BEGIN Data excerpts

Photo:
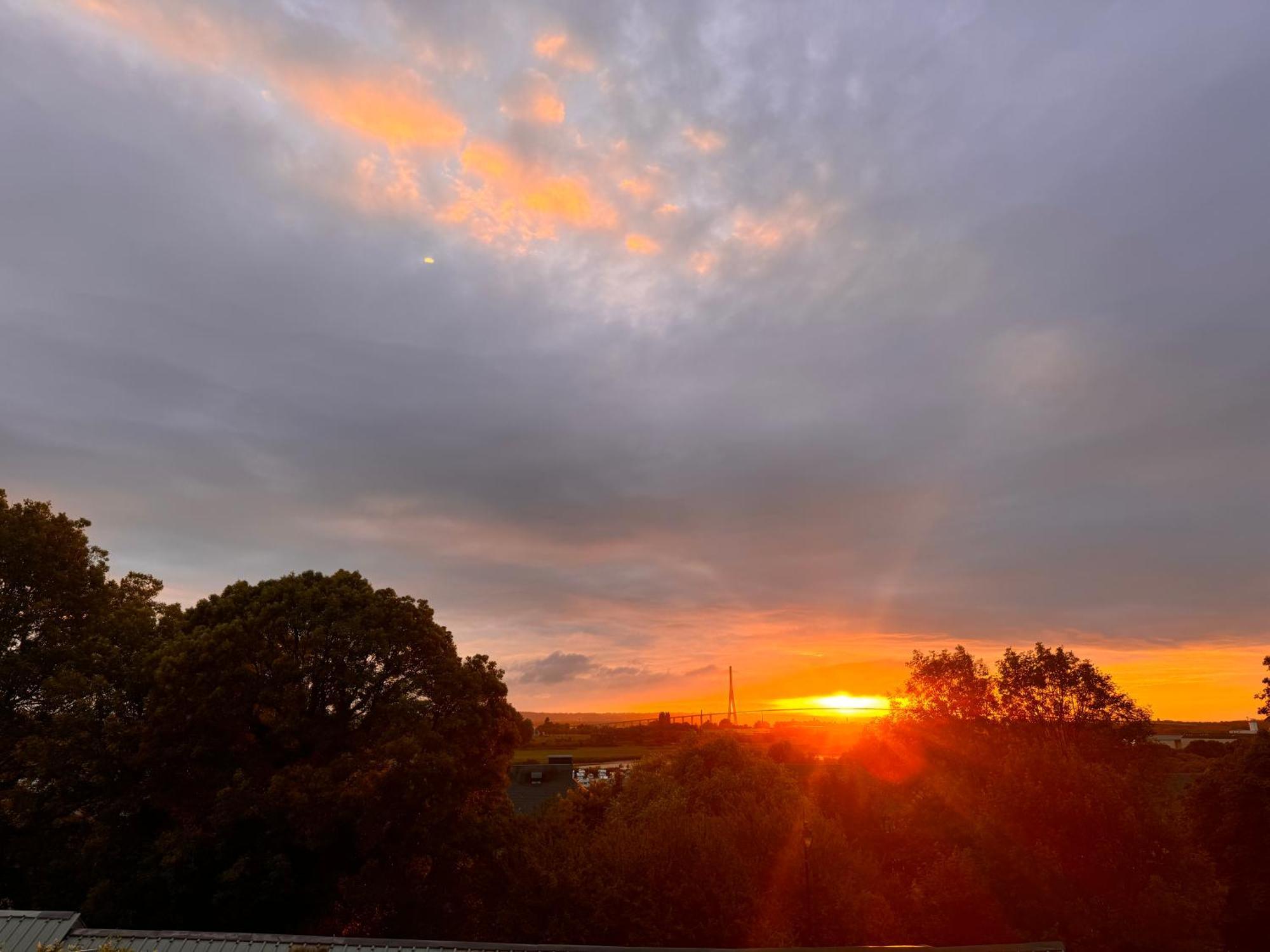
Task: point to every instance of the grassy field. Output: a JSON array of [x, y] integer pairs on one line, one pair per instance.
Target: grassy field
[[582, 755]]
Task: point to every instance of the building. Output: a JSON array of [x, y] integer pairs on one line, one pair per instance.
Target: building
[[26, 931], [1180, 742], [531, 786]]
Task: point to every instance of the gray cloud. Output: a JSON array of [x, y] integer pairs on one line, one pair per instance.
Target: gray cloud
[[1012, 380]]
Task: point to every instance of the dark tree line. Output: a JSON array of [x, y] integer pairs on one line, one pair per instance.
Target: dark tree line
[[304, 753], [312, 755]]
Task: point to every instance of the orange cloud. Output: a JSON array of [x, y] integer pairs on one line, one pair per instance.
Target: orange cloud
[[563, 51], [504, 197], [704, 140], [398, 114], [535, 100], [396, 111], [642, 246], [769, 232]]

END Data excerpts

▶ Description of the task:
Update the lines above by replacing "instance" with "occurrence" everywhere and leaving everything else unchanged, and omit the pictures from your answer.

▶ Full answer:
Photo:
Task: point to every occurrence of the grassy field. Output: a JSON array of [x, y] integer pairs on one line, one pair per occurrence.
Target: grassy field
[[582, 755]]
Task: point to every occurrence of the building. Output: a JSON array of [x, y] integer pairs on one line, one pair per occurrence.
Target: building
[[26, 931], [1180, 742], [531, 786]]
Task: point to every occurrence of the gray cloud. Output: a JSON array of [x, y] integer pairs on one line, one pair per occurrence.
Target: gray cloud
[[1012, 380]]
Task: point to every occurrence of the dark tree line. Output: a JSON array of [x, y] integer pairs on one line, one pair per occurrence.
Target: dark tree line
[[304, 753], [312, 755]]
Task: point to every occurrence of the orange cloud. Output: a JSON array of [x, y] integer pairs on one line, one pair per occurrence.
Target: orange cloud
[[563, 51], [504, 197], [704, 140], [398, 114], [535, 100], [396, 111], [642, 246], [769, 232]]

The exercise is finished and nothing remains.